* start DATA SUPPLIED *

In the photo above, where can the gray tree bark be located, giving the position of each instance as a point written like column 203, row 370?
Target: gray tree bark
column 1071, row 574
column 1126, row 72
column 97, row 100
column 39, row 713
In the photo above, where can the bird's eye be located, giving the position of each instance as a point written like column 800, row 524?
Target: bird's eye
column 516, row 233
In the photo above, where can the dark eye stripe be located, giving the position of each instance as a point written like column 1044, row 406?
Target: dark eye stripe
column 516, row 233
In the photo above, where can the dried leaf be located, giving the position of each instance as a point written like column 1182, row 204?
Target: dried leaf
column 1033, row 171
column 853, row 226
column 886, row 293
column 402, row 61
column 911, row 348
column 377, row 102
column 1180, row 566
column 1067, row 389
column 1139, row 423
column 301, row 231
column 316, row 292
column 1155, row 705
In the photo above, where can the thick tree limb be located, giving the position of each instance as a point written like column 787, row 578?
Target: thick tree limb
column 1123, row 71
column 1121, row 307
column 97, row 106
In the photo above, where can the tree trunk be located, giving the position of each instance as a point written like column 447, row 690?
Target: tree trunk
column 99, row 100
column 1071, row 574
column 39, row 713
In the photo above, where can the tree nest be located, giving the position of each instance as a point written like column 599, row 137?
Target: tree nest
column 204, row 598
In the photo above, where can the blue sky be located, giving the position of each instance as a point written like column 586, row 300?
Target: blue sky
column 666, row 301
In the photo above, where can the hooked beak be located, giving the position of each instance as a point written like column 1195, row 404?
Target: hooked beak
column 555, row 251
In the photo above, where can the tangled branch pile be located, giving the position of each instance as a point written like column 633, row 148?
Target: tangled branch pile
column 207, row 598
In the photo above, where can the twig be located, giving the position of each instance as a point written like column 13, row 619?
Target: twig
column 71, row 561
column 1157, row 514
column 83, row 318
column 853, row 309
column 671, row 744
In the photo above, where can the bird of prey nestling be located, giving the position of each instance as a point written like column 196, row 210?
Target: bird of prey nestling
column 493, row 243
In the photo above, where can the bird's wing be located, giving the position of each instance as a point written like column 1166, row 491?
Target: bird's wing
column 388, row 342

* end DATA SUPPLIED *

■ **WRITTEN TASK**: Render all of the material above as a JSON list of strings, one string per line, with blank lines dropped.

■ **SOLUTION TO THIS EXERCISE**:
[
  "In the photo above, where can the gray tree bark be located, giving the position of each instance as a point written like column 203, row 370?",
  "Target: gray tree bark",
  "column 1071, row 574",
  "column 1126, row 72",
  "column 97, row 100",
  "column 39, row 713",
  "In the photo above, where can the bird's eye be located, giving the position of each instance as a point written like column 800, row 524?",
  "Target: bird's eye",
  "column 516, row 233",
  "In the photo above, where can the dark eye stripe be located, giving the position of each instance as a point written like column 1044, row 406?",
  "Target: dark eye stripe",
  "column 516, row 233",
  "In the photo above, where can the dried leaf be located, giving the position of each instance as a point written like column 1182, row 204?",
  "Target: dried leaf",
  "column 1033, row 171",
  "column 853, row 226",
  "column 886, row 293",
  "column 402, row 61",
  "column 911, row 348",
  "column 377, row 102",
  "column 1180, row 566",
  "column 1067, row 389",
  "column 1139, row 423",
  "column 301, row 231",
  "column 316, row 292",
  "column 1155, row 705",
  "In the photo above, where can the thick tree limb be located, giving the position of each instance as a point written like column 787, row 578?",
  "Target: thick tree limb",
  "column 1123, row 71",
  "column 1121, row 307",
  "column 97, row 106",
  "In the photo above, where can the tree trunk be located, giving the position of each instance as a point written like column 447, row 690?",
  "Target: tree trunk",
  "column 99, row 100",
  "column 1071, row 574",
  "column 39, row 713",
  "In the photo above, where can the tree nest be located, giving the position of each instance as a point written like column 599, row 137?",
  "Target: tree nest",
  "column 204, row 598",
  "In the photo above, where can the blue sky be located, giving the position of each instance as a point written like column 586, row 300?",
  "Target: blue sky",
  "column 666, row 301",
  "In the photo above, where can the hooked beak be located, giving the position of each instance as a point written like column 1195, row 404?",
  "Target: hooked beak",
  "column 555, row 251",
  "In the photo above, where can the tangled branch pile be located, giving the position of each instance as a point written like column 633, row 148?",
  "Target: tangled branch pile",
  "column 207, row 598",
  "In the photo above, where can the twig be located, giving the position of each instance as a point written like column 13, row 619?",
  "Target: twig",
  "column 71, row 561",
  "column 1157, row 514",
  "column 83, row 318",
  "column 853, row 309",
  "column 671, row 744",
  "In the photo above, where can the bird of prey nestling be located, giving the position of each instance as a point written like column 196, row 210?",
  "Target: bird of prey nestling",
  "column 493, row 243",
  "In the photo above, where can the bird's wing be located, giving the position of each instance as a point written like column 1166, row 491?",
  "Target: bird's wing",
  "column 388, row 342"
]